* [指示 a]:
支援級についての文章を読み、次の問いに答えてください。
(i) 学校によっては、診断がないとどうなる場合がありますか。
(ii) 学習面のフォローが遅れて失敗体験を重ねると、学習以前に何に繋がると書かれていますか。
(iii) 失敗体験を多く重ねていった子は、自己肯定感がどうなると述べられていますか。

* [文書の抜粋]:
# # # #
学校の先生ですと、支援級の状況なども把握してもらえる為(確認してもらえる)、お子さんの状況と合っているのか、相談もしやすいです。

✅診断名は「考える材料の1つ」として捉える

学校によっては、診断がないと、支援級に移ることができない場合があります。

学校の方針として、手続き上の問題では仕方ないですが、

お子さんと向き合う上で本当に大切なのは、診断名はお子さんの1つの見方」と考えることです。

「その子に必要な配慮や環境は何があるんだろう?」と考える為の材料に過ぎません。

支援級を検討してる子が「備えたいこと

支援級を検討してる子が「備えたいことをお伝えします。

支援級を検討するということは、普通級で何かしらの心配な点や困りごとがあると思います。

そして、支援級を検討する子の多くは、配慮すべき特性があります。

私も支援級を検討(在籍)してる子たちの支援をしてきて感じたのが、早めの学習面のフォロー(失敗体験の予防)の必要性になります。

特性がある子は、学習面で困ることが少なくありません。

丸暗記ができても、内容の本質的な理解に繋がらなかたり、問題が少し変わると対応できなかったり、読み書きの苦手さが元々あったり、…様々な困りが生じやすいです。

学習面に懸念がある子は、早めの学習フォローが必要になります。

理由は、学習面のフォローが遅れることで、失敗体験を重ね、学習以前に勉強の拒否感に繋がる為です。

拒否感があると、どんなに効果的な学習方法も効果は出にくいです。

家庭内での介入はもちろん、支援があったとしても、時間が必要になるケースが多いです。

拒否感がある子にしては、本来必要な学習よりハードルを下げ、まずは小さな成功体験を作り、拒否感を減らす所から、進める必要があり、とても時間がかかります。

『拒否感を0にする学習』と『学力を上げる学習(通常の学習)』とでは、

必要な時間・エネルギー・費用は、変わってきます。

特に失敗体験は、学習以前に生活全般に影響を与える避けるべきリスクになります。

失敗体験が多く重ねていった子は、自己肯定感が下がり、活力が失われ、自分の殻に閉じこもる恐れがあります。

不登校や鬱など、二次障害になる子もいます。

これらの理由から、予防的な対策として、学習の成功体験を積み重ね、自信をつけ、学ぶ意欲を高めてく必要があります。
# # # #
* [一覧の抜粋]:
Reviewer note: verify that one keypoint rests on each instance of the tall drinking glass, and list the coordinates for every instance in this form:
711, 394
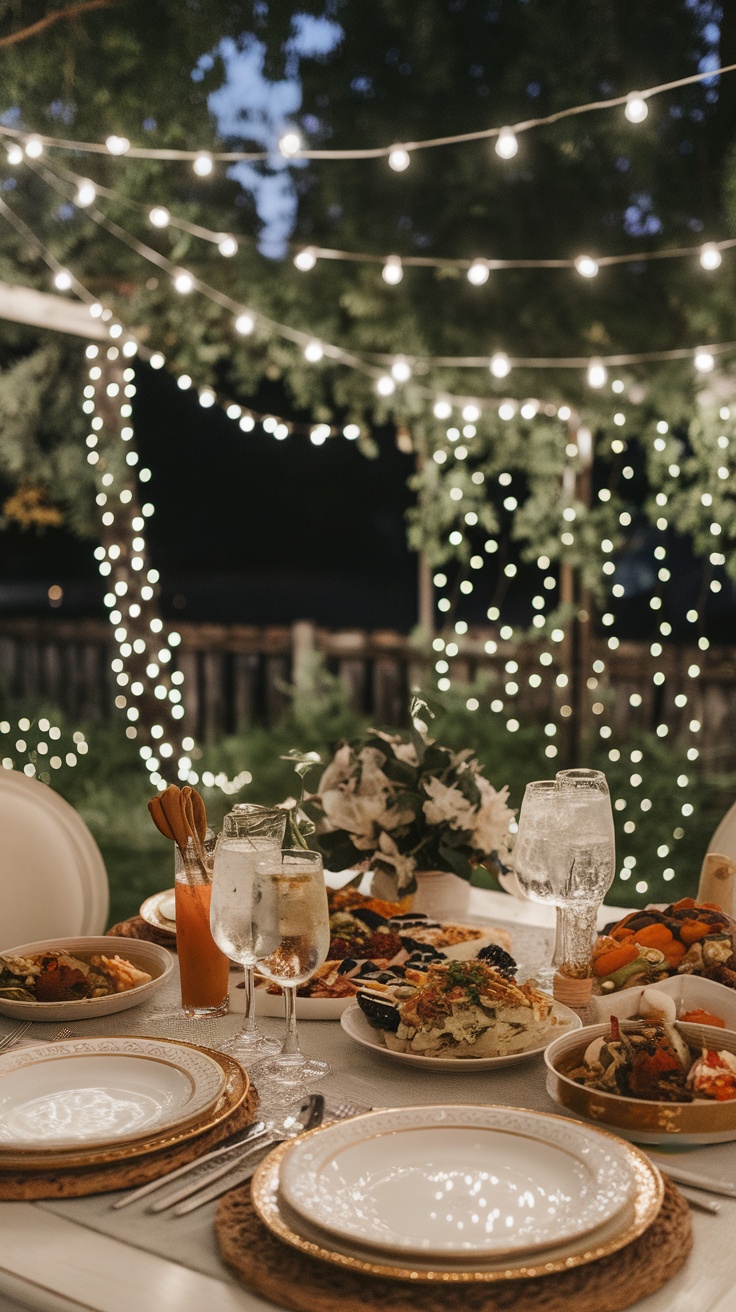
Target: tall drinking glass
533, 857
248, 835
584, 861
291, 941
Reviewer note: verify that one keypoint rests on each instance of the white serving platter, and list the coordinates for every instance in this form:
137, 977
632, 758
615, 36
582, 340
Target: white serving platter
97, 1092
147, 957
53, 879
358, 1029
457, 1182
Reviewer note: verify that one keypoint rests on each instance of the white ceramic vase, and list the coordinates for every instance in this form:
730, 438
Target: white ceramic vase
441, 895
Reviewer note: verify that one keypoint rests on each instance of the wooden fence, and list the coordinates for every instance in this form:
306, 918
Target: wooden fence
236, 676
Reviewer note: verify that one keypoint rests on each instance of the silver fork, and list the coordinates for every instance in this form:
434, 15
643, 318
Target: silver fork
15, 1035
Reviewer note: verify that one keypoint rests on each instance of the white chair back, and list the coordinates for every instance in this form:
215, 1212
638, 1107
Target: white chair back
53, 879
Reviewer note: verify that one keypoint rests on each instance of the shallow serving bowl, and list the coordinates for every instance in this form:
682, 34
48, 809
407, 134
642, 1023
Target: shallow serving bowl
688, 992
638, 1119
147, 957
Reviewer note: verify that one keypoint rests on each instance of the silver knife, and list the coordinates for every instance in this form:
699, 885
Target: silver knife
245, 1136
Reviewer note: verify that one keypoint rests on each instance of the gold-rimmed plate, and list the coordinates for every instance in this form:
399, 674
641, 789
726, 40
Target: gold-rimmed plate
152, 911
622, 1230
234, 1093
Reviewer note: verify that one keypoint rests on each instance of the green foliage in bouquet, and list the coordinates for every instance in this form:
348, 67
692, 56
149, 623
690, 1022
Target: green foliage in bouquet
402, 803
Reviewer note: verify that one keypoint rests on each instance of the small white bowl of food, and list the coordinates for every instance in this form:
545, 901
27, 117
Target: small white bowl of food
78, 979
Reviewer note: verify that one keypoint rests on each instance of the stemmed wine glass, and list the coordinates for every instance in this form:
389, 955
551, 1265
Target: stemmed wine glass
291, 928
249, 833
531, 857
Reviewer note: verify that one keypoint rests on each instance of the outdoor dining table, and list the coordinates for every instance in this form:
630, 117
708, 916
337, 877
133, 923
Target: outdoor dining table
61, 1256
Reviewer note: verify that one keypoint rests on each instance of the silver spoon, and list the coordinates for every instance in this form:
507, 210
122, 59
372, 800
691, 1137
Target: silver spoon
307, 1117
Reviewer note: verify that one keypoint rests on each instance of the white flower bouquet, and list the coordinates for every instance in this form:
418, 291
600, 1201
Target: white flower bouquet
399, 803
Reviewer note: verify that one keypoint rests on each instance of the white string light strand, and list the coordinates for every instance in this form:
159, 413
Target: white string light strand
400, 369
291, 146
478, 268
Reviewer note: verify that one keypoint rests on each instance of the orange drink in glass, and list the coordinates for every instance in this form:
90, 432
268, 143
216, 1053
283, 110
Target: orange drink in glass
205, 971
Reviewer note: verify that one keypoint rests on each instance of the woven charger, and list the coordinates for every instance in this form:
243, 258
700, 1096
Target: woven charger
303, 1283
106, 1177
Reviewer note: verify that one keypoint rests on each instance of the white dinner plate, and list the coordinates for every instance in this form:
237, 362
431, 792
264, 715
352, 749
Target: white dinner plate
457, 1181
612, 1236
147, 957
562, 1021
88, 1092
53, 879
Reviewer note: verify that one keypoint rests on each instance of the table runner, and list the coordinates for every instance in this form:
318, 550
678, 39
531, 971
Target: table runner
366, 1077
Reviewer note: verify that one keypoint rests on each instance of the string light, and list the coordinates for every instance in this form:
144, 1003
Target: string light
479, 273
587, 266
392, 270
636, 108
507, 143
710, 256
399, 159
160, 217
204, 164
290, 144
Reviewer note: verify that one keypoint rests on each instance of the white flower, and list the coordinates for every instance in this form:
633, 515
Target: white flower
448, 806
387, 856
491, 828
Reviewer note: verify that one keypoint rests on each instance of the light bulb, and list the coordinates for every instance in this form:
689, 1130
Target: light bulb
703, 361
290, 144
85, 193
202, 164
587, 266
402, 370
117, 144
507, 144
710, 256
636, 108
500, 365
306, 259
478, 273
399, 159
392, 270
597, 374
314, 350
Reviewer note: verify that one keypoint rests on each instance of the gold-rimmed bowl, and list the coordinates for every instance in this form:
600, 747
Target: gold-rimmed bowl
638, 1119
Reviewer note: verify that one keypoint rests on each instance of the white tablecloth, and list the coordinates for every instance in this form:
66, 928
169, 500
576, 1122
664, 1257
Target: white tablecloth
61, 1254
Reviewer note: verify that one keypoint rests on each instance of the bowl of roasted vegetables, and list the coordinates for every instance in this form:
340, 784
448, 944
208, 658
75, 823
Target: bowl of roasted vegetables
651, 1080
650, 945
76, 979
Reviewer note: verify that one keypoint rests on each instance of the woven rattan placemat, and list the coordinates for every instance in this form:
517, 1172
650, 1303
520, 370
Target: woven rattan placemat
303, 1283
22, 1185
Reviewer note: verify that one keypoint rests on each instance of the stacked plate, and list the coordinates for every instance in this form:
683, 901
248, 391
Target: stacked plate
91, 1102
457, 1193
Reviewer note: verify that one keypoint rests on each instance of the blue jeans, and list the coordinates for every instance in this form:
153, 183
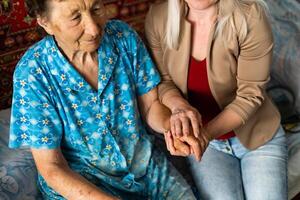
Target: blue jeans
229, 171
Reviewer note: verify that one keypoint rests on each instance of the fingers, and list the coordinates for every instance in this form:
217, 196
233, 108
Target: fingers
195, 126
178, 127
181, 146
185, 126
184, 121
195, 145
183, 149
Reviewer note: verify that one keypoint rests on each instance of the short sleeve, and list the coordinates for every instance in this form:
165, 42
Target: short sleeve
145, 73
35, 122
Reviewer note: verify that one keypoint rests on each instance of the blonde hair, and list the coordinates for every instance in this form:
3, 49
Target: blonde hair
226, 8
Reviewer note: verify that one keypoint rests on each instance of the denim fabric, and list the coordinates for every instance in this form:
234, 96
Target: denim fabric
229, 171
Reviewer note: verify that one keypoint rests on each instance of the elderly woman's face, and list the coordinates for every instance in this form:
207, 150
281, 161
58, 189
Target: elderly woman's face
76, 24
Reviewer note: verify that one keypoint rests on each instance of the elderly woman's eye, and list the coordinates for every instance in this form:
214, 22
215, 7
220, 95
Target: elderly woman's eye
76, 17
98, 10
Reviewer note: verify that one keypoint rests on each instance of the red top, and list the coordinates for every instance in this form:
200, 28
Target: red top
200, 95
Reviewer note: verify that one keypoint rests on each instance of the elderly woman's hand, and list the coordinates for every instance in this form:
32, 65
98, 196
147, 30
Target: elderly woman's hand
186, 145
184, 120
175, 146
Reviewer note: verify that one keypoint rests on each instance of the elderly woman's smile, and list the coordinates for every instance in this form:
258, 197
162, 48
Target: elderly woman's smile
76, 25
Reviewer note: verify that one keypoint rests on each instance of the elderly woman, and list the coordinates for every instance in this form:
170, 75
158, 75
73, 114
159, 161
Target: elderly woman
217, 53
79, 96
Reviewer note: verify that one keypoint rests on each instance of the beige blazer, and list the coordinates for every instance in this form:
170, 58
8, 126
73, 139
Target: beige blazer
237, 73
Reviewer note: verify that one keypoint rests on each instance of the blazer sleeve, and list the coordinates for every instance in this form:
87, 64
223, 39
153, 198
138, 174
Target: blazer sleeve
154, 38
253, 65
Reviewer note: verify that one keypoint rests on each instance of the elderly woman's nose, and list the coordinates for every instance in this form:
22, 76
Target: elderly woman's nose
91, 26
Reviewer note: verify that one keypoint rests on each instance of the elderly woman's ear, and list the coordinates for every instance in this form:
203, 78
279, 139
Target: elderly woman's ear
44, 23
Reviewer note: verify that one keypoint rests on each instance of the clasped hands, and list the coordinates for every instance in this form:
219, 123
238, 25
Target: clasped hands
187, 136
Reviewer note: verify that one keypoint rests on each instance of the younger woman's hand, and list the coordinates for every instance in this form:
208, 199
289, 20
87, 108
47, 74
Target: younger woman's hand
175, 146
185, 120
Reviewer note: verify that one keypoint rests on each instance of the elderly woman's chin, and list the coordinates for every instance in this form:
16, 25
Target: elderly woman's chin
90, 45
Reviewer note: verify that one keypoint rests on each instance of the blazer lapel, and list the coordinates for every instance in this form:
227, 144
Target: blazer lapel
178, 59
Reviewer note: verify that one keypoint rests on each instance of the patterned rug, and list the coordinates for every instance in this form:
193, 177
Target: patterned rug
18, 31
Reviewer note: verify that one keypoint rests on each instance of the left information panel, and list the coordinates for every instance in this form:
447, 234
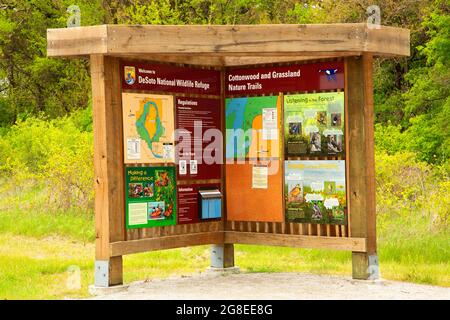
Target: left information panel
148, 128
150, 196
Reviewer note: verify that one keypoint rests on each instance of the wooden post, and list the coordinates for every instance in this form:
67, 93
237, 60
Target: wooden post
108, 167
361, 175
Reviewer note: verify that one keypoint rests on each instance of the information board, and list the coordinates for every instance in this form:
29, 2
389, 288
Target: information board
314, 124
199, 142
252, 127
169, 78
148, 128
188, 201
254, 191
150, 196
# # # #
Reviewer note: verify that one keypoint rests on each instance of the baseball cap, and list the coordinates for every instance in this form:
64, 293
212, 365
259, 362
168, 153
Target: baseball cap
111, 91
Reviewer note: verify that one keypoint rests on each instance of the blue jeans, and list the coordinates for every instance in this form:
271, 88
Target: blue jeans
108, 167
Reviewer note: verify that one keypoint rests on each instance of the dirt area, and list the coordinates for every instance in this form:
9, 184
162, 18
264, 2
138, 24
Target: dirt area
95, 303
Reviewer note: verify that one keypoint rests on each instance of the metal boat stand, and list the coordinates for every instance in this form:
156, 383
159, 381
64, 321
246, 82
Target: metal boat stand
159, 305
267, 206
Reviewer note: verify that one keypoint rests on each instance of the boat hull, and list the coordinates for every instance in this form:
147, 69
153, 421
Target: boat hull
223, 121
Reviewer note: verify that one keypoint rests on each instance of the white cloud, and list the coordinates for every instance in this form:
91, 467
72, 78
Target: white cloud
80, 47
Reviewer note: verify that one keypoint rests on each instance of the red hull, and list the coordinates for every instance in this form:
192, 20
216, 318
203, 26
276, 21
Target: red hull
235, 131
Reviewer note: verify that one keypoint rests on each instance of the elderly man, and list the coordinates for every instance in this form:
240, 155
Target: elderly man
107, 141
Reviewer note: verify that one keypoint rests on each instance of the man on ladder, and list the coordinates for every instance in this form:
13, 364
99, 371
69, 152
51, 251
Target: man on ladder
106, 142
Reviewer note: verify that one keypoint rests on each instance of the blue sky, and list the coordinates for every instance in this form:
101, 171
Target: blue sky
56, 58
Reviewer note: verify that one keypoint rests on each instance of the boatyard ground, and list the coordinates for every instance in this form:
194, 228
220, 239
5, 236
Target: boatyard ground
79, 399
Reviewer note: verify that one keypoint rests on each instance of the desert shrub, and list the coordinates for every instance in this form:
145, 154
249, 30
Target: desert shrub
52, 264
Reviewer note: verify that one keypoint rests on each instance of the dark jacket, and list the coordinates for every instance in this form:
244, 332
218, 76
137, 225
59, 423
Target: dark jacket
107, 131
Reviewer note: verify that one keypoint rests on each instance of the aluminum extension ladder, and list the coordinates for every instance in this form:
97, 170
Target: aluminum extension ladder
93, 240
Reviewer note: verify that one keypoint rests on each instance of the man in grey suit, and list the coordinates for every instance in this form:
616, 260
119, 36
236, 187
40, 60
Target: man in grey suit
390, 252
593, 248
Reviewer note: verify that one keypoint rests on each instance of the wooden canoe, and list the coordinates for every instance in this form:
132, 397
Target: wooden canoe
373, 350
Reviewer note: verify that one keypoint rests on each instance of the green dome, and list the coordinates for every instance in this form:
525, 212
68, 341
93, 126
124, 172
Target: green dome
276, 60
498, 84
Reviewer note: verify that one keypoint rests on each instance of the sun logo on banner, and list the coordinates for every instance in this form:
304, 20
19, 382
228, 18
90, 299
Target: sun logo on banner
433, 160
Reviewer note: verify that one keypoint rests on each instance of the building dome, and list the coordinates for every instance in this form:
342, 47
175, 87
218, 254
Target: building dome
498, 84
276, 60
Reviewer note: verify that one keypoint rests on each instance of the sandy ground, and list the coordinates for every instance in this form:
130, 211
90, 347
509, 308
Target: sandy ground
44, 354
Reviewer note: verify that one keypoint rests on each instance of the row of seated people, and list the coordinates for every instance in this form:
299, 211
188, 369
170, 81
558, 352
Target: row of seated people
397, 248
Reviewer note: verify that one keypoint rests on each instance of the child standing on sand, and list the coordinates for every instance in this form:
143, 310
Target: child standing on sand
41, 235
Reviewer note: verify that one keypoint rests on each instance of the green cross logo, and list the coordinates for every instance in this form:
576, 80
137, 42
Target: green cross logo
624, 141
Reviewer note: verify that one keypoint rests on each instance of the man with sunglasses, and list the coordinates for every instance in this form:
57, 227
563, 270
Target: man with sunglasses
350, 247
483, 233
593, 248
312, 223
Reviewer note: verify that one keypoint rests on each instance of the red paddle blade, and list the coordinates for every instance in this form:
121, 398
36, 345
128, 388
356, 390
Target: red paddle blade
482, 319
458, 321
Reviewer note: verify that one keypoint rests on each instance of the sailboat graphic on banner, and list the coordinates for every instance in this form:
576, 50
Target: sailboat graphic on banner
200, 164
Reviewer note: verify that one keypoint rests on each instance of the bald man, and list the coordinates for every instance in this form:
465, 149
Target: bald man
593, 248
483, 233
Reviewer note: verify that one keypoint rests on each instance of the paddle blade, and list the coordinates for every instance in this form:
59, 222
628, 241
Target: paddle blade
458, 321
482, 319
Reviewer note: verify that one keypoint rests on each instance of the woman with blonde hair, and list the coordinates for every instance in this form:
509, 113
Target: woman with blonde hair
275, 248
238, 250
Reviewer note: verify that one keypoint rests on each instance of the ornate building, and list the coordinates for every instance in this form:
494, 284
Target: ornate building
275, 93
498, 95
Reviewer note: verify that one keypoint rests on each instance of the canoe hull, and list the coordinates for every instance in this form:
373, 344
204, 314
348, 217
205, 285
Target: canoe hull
# # # #
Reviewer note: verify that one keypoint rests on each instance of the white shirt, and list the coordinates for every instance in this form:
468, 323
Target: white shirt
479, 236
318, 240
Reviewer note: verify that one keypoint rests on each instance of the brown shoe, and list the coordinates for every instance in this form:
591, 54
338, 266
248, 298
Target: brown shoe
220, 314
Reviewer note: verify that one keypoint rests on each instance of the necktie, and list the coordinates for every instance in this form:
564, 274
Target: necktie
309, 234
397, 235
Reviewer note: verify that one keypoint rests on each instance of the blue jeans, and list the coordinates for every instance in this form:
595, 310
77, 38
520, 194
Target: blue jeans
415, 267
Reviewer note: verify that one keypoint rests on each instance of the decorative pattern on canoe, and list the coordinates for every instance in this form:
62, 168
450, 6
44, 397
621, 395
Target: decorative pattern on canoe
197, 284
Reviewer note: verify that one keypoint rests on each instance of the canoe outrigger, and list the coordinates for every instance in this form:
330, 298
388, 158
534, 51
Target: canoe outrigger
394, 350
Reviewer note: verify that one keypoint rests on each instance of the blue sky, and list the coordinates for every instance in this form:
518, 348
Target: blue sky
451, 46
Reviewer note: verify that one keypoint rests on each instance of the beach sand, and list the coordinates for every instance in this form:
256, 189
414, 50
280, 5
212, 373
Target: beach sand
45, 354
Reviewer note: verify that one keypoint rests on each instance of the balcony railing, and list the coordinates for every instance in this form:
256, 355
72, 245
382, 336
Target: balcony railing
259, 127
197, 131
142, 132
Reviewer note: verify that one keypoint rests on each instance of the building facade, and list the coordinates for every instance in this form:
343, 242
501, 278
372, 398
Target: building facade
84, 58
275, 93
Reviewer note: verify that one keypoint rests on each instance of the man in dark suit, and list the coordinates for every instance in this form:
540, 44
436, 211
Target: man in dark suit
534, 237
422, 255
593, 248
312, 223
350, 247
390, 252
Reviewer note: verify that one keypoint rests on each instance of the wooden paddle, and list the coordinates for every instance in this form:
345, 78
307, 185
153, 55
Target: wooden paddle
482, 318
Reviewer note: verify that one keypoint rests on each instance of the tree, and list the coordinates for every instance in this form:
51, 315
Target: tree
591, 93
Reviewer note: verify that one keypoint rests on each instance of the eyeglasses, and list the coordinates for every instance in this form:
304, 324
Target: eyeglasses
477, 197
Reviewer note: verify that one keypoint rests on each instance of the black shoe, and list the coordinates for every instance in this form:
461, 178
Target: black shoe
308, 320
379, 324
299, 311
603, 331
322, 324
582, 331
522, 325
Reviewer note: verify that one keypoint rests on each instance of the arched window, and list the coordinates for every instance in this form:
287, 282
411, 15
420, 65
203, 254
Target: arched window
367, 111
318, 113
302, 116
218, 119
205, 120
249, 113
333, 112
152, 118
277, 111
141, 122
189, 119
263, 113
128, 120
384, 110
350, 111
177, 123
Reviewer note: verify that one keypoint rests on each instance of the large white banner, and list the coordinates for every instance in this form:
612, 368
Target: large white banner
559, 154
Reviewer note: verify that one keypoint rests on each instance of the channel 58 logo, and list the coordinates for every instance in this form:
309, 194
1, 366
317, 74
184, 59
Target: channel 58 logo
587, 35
# # # #
* [指示 b]: 一覧の中から「post」という語を含む行をすべて探し出し、書き写してください。

* [解答 a]:
(i) 支援級に移ることができない場合があります。
(ii) 勉強の拒否感に繋がると書かれています。
(iii) 自己肯定感が下がると述べられています。

* [解答 b]:
Reviewer note: verify that one keypoint rests on each instance of the wooden post, and list the coordinates for every instance in this form:
Target: wooden post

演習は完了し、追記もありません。